---------- Supplied passage ----------
The Texas House recently voted to slash $61 million out of the state’s family-planning budget, which would leave just $37 million over the next two years to prevent unwanted pregnancies. The consequences should be obvious, but state lawmakers needn’t go beyond their own borders to see the results of underfunded family-planning and sex-education programs. As Gail Collins writes in The New York Times today:
- Terrible sex education programs and a lack of access to contraceptives leads to a huge number of births to poor women. (About 60 percent of the deliveries in Texas are financed by Medicaid.) Texas also leads the nation in the number of teenage mothers with two or more offspring.
- The Texas baby boom — an 800,000 increase in schoolchildren over the last decade — marches off to underfunded schools. Which are getting more underfunded by the minute...
---------- Dataset ----------
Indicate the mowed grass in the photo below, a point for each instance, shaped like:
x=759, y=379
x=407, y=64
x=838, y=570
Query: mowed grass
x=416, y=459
----------
### Required work
Copy the passage about Texas family-planning cuts word for word, starting at "The Texas House" and ending at "by the minute...". Rely only on the passage about Texas family-planning cuts, not on the items.

### Your solution
The Texas House recently voted to slash $61 million out of the state’s family-planning budget, which would leave just $37 million over the next two years to prevent unwanted pregnancies. The consequences should be obvious, but state lawmakers needn’t go beyond their own borders to see the results of underfunded family-planning and sex-education programs. As Gail Collins writes in The New York Times today:
- Terrible sex education programs and a lack of access to contraceptives leads to a huge number of births to poor women. (About 60 percent of the deliveries in Texas are financed by Medicaid.) Texas also leads the nation in the number of teenage mothers with two or more offspring.
- The Texas baby boom — an 800,000 increase in schoolchildren over the last decade — marches off to underfunded schools. Which are getting more underfunded by the minute...